### Given task 1
Which HP calculator models are named in the calculator comments below?
### Given task 2
Could you extend the calculator comment thread below by adding a few more replies after its last comment?

### Provided passage
The HP Prime recently got a Python upgrade with its beta firmware. It already had a color touchscreen and really fast processor. But it still uses a Micro-USB port with a very unusual opening.
Ug, that is a terrible UI.
If you’re going to do that lousy side-slideshow junk, at least enable scrolling with the mouse wheel.
These calculators have been roughly the same price – and within a couple of orders of magnitude, the same computational power – for the last 3 decades. Maybe that’s not so bad considering inflation, but it’s also not great considering Moore’s Law.
In what way is this sexier than an HP-45, or an HP-41C?
a whopping 3MB of flash ROM for storing data and apps, along with 154KB of free RAM
So we’re going from 1990s era technology to 2000s era technology?
The quotation marks in that headline are doing A LOT of work.
Also I can’t imagine trying to learn to code in any useful modern programming language on a machine that does not have a QWERTY keyboard. I think trying to code on a device with only a touchscreen keyboard would be ridiculously frustrating, but still way better than trying to use that calculator.
Texas Instruments also notes that students can w̶r̶i̶t̶e̶ ̶c̶o̶d̶e̶ make cheat sheets for tests
FTFY
RPN or bust.
TI is going to the victim of their own lobbying here when the college board makes these illegal for SAT and AP tests.

### Listed entries
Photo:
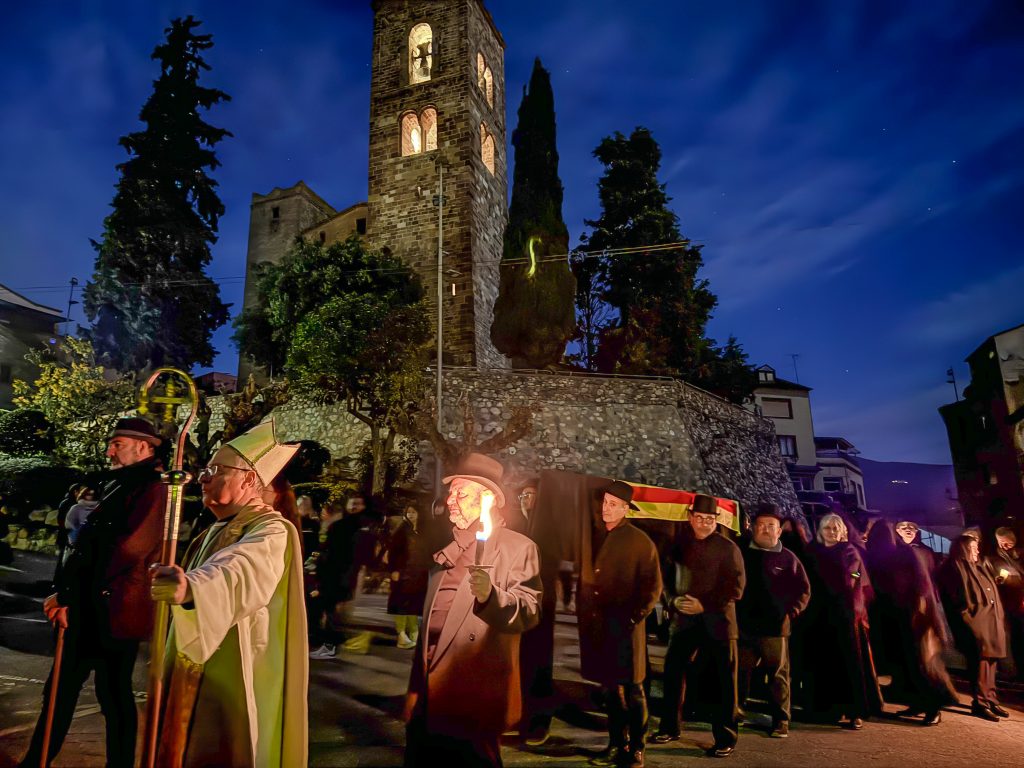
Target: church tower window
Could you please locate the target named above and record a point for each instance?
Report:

---

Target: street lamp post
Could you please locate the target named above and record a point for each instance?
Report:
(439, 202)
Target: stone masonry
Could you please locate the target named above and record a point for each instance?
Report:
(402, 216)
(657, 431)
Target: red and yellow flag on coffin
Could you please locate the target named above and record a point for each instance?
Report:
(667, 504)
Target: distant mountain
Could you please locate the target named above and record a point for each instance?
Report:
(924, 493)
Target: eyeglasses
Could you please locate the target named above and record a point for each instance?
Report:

---

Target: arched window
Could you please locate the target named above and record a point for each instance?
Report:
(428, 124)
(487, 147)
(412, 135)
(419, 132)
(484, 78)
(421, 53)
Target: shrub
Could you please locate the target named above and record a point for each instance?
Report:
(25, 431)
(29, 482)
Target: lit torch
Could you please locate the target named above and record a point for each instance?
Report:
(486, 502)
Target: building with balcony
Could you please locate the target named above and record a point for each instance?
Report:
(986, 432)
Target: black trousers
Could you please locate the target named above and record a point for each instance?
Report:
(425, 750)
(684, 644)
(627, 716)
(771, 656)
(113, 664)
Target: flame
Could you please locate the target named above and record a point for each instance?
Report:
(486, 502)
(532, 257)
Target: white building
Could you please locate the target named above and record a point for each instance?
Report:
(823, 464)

### Exercise answer 1
HP Prime, HP-45, HP-41C

### Exercise answer 2
My college laptop (in 1993 had a 16 Mhz 68030, with 4MB RAM and a 40 MB hard drive. And the laptops that came out two years later enthusiastically fulfilled Moore’s law Didn’t get a new laptop, though. Games on a monochrome 640x400 screen-- ugh.
Seems like 70 percent of the kids at my high school have a smart phone. You can put a graphing calculator app on the phone, which I think goes a long way to explaining why sales are down. Also, is it THAT hard to graph? Put pencil on x value and move it to Y value. Make a dot. Repeat. Connect the dots. Am I missing something that makes a calculator with a tiny screen worth 80+ bucks?
RPN NOT IF BUST THEN;
(If your calculator uses RPN, then why not Forth?)
Especially when you can attach “units” to the numbers. That is invaluable in tracking down math errors when you get a results in meters/second when you were expecting a result in meters, and that alone is worth the cost of admission.
They are going to have to take dc away from my cold dead hands.